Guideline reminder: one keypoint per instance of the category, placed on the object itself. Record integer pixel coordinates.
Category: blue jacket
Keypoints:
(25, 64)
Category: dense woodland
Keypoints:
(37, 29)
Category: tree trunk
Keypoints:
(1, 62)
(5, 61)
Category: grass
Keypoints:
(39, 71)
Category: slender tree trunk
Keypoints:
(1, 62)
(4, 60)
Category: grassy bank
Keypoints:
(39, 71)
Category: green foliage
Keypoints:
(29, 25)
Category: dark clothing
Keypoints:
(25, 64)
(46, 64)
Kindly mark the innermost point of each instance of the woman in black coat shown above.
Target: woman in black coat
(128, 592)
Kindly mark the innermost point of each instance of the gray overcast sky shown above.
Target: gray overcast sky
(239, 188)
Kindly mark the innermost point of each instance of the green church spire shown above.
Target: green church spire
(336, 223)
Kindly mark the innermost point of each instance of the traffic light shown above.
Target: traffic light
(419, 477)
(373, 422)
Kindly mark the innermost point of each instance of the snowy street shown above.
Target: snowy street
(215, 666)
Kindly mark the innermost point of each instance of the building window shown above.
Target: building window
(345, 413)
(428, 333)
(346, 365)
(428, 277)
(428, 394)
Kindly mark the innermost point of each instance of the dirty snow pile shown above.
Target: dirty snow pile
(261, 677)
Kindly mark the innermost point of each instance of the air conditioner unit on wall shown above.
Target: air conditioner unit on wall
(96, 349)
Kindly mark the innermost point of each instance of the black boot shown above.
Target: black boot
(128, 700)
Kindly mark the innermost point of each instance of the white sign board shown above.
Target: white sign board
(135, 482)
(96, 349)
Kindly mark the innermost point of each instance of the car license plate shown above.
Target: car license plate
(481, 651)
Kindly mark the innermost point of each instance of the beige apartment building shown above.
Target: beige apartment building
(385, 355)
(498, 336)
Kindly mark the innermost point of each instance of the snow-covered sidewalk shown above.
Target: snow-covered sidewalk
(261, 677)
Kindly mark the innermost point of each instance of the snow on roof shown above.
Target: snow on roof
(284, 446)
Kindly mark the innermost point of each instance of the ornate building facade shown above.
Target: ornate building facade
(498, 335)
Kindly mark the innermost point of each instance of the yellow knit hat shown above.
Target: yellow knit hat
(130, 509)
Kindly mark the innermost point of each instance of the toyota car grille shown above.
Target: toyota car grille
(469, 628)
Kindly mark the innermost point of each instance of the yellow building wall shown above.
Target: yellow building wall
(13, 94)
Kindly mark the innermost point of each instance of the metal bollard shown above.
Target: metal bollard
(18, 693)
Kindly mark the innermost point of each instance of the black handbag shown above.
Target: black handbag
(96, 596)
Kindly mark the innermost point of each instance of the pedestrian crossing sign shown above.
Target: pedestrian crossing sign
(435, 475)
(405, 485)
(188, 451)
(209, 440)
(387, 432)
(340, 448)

====

Scan the material above and copy every line that holds the string "trunk".

OUTPUT FOR THIS TASK:
Category: tree trunk
Category: slender tree trunk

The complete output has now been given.